◆ **INSTRUCTION**
Set down each line of the data below exactly as it stands, dropping the pictures.

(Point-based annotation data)
※ ※ ※

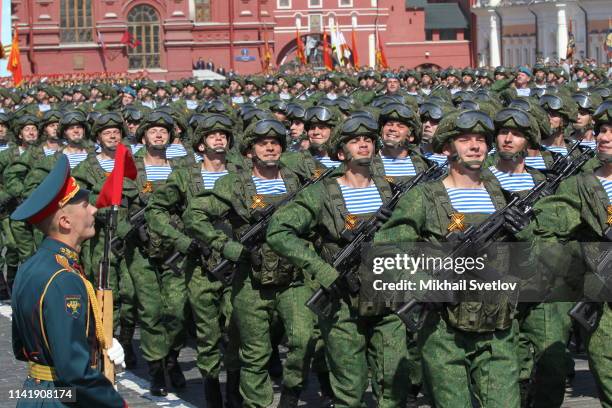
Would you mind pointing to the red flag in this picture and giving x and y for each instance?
(326, 53)
(301, 53)
(571, 43)
(354, 49)
(266, 62)
(128, 40)
(112, 190)
(381, 59)
(14, 61)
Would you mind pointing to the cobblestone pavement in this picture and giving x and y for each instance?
(134, 386)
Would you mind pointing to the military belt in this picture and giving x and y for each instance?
(41, 372)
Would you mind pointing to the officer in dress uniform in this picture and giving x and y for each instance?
(56, 318)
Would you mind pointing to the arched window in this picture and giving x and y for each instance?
(143, 25)
(76, 21)
(203, 11)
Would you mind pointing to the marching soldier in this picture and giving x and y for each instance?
(357, 340)
(582, 207)
(265, 283)
(208, 298)
(62, 339)
(319, 122)
(467, 350)
(108, 130)
(400, 130)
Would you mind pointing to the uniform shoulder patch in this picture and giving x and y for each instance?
(74, 305)
(63, 262)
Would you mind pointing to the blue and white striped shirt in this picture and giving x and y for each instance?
(361, 200)
(607, 185)
(175, 150)
(210, 177)
(471, 200)
(107, 164)
(398, 167)
(269, 187)
(557, 149)
(589, 143)
(439, 159)
(158, 173)
(75, 158)
(513, 181)
(537, 162)
(327, 162)
(136, 147)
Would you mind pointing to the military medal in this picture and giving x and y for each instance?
(148, 187)
(350, 222)
(258, 202)
(457, 222)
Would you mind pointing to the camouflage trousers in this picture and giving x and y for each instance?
(459, 365)
(358, 346)
(543, 336)
(211, 307)
(11, 257)
(120, 281)
(160, 330)
(254, 308)
(600, 356)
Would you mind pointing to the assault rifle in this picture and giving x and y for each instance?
(255, 234)
(479, 237)
(104, 293)
(344, 261)
(587, 314)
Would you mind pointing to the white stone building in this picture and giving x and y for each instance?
(518, 32)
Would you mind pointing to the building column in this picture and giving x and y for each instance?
(561, 31)
(494, 57)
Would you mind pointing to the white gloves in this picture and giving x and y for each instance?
(115, 354)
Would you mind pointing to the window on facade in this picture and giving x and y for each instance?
(448, 35)
(76, 21)
(143, 24)
(315, 22)
(203, 10)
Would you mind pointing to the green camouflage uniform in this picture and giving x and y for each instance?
(457, 356)
(257, 292)
(576, 211)
(7, 239)
(358, 340)
(208, 298)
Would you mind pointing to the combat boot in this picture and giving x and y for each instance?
(275, 366)
(174, 370)
(126, 334)
(212, 393)
(327, 394)
(4, 288)
(233, 399)
(158, 386)
(289, 397)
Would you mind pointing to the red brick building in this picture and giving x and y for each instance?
(67, 35)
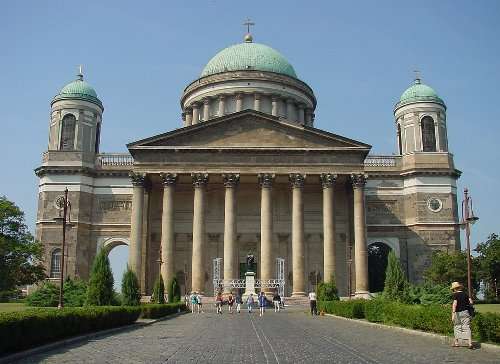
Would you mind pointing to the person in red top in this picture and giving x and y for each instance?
(460, 315)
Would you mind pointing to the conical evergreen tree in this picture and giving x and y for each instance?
(130, 288)
(100, 289)
(174, 292)
(396, 286)
(158, 291)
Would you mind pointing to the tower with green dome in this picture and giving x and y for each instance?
(248, 76)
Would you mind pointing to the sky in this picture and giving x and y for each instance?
(358, 57)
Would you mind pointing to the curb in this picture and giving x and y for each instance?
(65, 342)
(445, 339)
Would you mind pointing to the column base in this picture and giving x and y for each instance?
(363, 294)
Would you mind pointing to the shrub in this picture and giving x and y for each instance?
(349, 309)
(396, 286)
(130, 289)
(327, 291)
(174, 292)
(152, 311)
(47, 295)
(158, 295)
(24, 329)
(100, 290)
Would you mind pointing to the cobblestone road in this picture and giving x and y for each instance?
(291, 336)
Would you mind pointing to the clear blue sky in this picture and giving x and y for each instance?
(358, 56)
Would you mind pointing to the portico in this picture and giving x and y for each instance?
(222, 168)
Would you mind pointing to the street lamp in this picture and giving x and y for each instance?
(468, 219)
(64, 205)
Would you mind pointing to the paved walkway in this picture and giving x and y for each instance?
(291, 336)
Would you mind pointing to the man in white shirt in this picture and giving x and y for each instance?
(312, 303)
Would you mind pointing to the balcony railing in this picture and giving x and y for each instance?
(382, 161)
(114, 160)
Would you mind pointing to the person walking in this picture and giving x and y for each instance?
(312, 303)
(276, 302)
(194, 302)
(230, 302)
(262, 303)
(218, 302)
(250, 302)
(460, 315)
(199, 303)
(238, 302)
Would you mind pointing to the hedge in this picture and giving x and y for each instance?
(433, 318)
(24, 329)
(152, 311)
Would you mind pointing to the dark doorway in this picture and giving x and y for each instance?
(377, 264)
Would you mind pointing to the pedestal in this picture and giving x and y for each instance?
(249, 286)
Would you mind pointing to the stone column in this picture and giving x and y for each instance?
(360, 250)
(196, 113)
(289, 105)
(230, 183)
(298, 248)
(221, 105)
(206, 109)
(135, 249)
(256, 102)
(274, 110)
(266, 228)
(200, 181)
(329, 254)
(301, 113)
(189, 117)
(167, 228)
(239, 101)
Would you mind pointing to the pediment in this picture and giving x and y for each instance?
(248, 129)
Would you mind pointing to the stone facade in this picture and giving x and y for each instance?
(248, 179)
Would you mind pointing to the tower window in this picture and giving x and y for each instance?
(68, 133)
(55, 263)
(428, 134)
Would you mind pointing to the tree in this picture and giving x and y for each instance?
(20, 254)
(450, 267)
(396, 286)
(488, 265)
(130, 288)
(100, 289)
(174, 292)
(158, 291)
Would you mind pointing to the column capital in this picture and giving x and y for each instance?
(297, 180)
(328, 179)
(168, 179)
(358, 180)
(138, 179)
(231, 179)
(199, 179)
(266, 180)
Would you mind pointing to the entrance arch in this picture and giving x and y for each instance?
(118, 250)
(377, 265)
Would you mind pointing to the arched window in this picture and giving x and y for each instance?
(400, 141)
(68, 133)
(428, 134)
(55, 263)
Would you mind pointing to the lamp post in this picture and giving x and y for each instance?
(65, 205)
(468, 219)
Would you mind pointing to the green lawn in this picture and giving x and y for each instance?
(11, 307)
(494, 308)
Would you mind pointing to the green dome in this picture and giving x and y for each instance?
(418, 92)
(80, 90)
(249, 56)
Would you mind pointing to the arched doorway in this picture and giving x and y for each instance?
(377, 264)
(118, 250)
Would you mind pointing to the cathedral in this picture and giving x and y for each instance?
(247, 172)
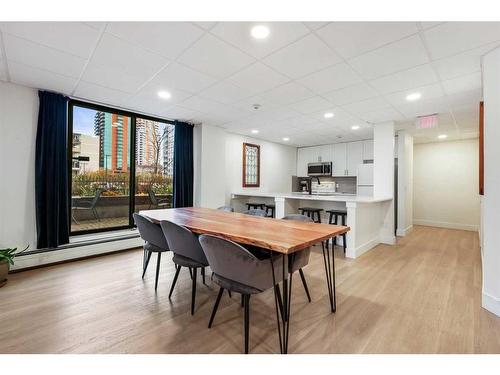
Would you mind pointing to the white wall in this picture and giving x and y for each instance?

※ ※ ※

◆ **OUTPUT BELOW**
Would you mind pointing to the red flag in this picture and giving x and y for each instance?
(326, 53)
(301, 53)
(571, 43)
(354, 49)
(266, 62)
(128, 40)
(112, 190)
(381, 59)
(14, 61)
Would you mind pointing to the cobblestone pavement in this picture and giving x and y for each instance?
(134, 386)
Would you mind pointing to the military belt in this picture and giving x and y for each instance?
(41, 372)
Would you mind pointing to the officer in dress uniform in this picture and giving x and y for each instance?
(56, 318)
Would you mind pointing to the arched window in this picture and giving x and y for each instance?
(143, 25)
(76, 21)
(203, 11)
Would you mind pointing to the marching soldier in this picture and giving x and y for each instance?
(357, 340)
(582, 207)
(265, 283)
(208, 298)
(62, 339)
(319, 122)
(467, 350)
(108, 130)
(400, 130)
Would you mind pointing to the uniform shoulder patch in this picture and giving x and y for each instance?
(74, 305)
(63, 262)
Would you mind pointing to the blue and white striped shirt in this picture and giving x and y for each instance?
(361, 200)
(607, 185)
(175, 150)
(210, 177)
(471, 200)
(107, 164)
(398, 167)
(269, 187)
(557, 149)
(589, 143)
(439, 159)
(158, 173)
(75, 158)
(513, 181)
(537, 162)
(327, 162)
(136, 147)
Would you mind pointing to the military medal in this picture and giving x and y for each instance?
(148, 187)
(350, 222)
(258, 202)
(457, 222)
Would you mind pointing to the camouflage trousers in this picture and giving x and y for each instance?
(459, 365)
(358, 346)
(543, 336)
(211, 307)
(11, 257)
(120, 281)
(160, 330)
(254, 308)
(600, 356)
Would you mind pointing to the assault rifle in this picture and giving x and y for each instance?
(255, 234)
(479, 237)
(104, 293)
(344, 261)
(587, 314)
Would you mind pointing to the white stone building in this picture and giving x and y for each instance?
(518, 32)
Would you mind pointing to the building column in this picture and giving x and y for each instance?
(561, 31)
(494, 57)
Would you mind pointing to the white gloves in this picture and giving x and y for each instance?
(115, 354)
Would you mind pointing to the window on facade in this picture and giving x and y for each instance?
(448, 35)
(76, 21)
(143, 24)
(315, 22)
(203, 10)
Would you mind pointing to the green camouflage uniform in this picture and giving x and y for each instance?
(457, 356)
(257, 292)
(576, 211)
(7, 239)
(358, 340)
(208, 298)
Would you mind pointing to the combat boot in this picture and giving x and y for each instance?
(275, 366)
(174, 370)
(126, 334)
(212, 393)
(327, 394)
(4, 288)
(233, 399)
(158, 386)
(289, 397)
Would you mind pointing to the red brick building in this picture and giving x and y for each instance?
(67, 35)
Would you mind pointing to the person in red top in this picture and giving x and y for each instance?
(460, 315)
Would you mind pointing to the conical evergreen tree in this picture and giving x and y for each instance?
(130, 288)
(100, 289)
(174, 292)
(396, 286)
(158, 291)
Would you mind pointing to the tower with green dome in this picture and giving x and y for each instance?
(248, 76)
Would you mind pointing to the sky in this picture and giving x and y for each instance?
(358, 57)
Would you mind pointing to the curb in this picture and giving x and y for each instance?
(65, 342)
(445, 339)
Would you mind pointing to the column base in this picture and giving x and y for each instance?
(363, 294)
Would you mind pointing to the shrub in this picture and giving x and y for each instance?
(349, 309)
(396, 286)
(130, 289)
(327, 291)
(174, 292)
(152, 311)
(47, 295)
(158, 295)
(24, 329)
(100, 290)
Would you mind pointing to the cobblestone road in this picture and giving x and y for each instance?
(291, 336)
Would you mind pointing to the clear blue sky in this picture and giving x and y for each instance?
(358, 56)
Would you mind pointing to the portico in this picture and giving x and y for each instance?
(222, 168)
Would you mind pointing to the street lamp in this picture and giving x and y for each instance?
(468, 219)
(64, 205)
Would you mind pointing to the paved walkway in this picture and giving x and y for each instance?
(291, 336)
Would you mind pointing to the man in white shirt in this picture and giving x and y for each instance?
(312, 303)
Would you mind pointing to the balcony railing in this picture and giving x and y for each instance?
(382, 161)
(114, 160)
Would you mind pointing to the person walking in this picture and giving x and y for each instance?
(312, 303)
(276, 302)
(194, 302)
(230, 302)
(262, 303)
(218, 302)
(250, 302)
(460, 315)
(199, 303)
(238, 302)
Would you mind pointing to the hedge in this picture and giving x and y for each instance?
(433, 318)
(24, 329)
(152, 311)
Would you mind pointing to the dark doorway in this picture and giving x and y for each instance?
(377, 264)
Would you mind pointing to the pedestal in this picture and giving x and y for each instance?
(249, 286)
Would you mind pointing to the stone column in this picture and giving x and y for each instance?
(360, 250)
(196, 113)
(289, 105)
(230, 183)
(298, 248)
(221, 105)
(206, 109)
(135, 249)
(256, 102)
(274, 110)
(266, 228)
(200, 181)
(329, 254)
(301, 113)
(189, 117)
(167, 228)
(239, 101)
Would you mind pointing to the pediment in this picture and giving x and y for each instance?
(248, 129)
Would you mind pointing to the stone facade in this picture and giving x and y for each instance?
(248, 179)
Would you mind pointing to the tower window in this picture and giving x and y for each instance?
(68, 133)
(55, 263)
(428, 134)
Would you mind pointing to the tree in this picture and giving x and y for each instance?
(20, 254)
(450, 267)
(396, 286)
(488, 265)
(130, 288)
(100, 289)
(174, 292)
(158, 291)
Would you mind pointing to the column capital in this picture and giving x and y for each instance?
(297, 180)
(328, 179)
(168, 179)
(358, 180)
(138, 179)
(231, 179)
(199, 179)
(266, 180)
Would you mind pointing to the entrance arch in this picture and giving x and y for each instance?
(118, 250)
(377, 265)
Would you mind pointing to the arched window in this picture and giving x and y for each instance?
(400, 141)
(68, 133)
(428, 134)
(55, 263)
Would you mind pointing to the lamp post in this picture and giving x and y for each instance?
(65, 205)
(468, 219)
Would you mind pointing to the green lawn in this picture and giving x and y for each instance?
(11, 307)
(494, 308)
Would you mind pointing to the green dome in this picture and giving x and y for each instance?
(418, 92)
(80, 90)
(249, 56)
Would you mind pointing to the arched doorway in this picture and giving x and y for each instance?
(377, 264)
(118, 250)
Would you mind pointing to the cathedral in this picture and giving x and y for each instance?
(247, 172)
Would you mind pointing to the white wall in this picture and giving x and y for each instance?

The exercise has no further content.